- Exercise objective
Rewrite every row below, requests included, and add 144 to each x and y coordinate in the answers.

──────── Records for processing ────────

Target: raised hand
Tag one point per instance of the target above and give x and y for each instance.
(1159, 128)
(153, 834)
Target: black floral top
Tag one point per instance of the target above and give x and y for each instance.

────────

- Complete response
Target: raised hand
Tag one point per instance of the target above and give x and y for each instance.
(1303, 272)
(297, 978)
Target: black floral top
Tag one point per instance of the target above and give x and y for each instance.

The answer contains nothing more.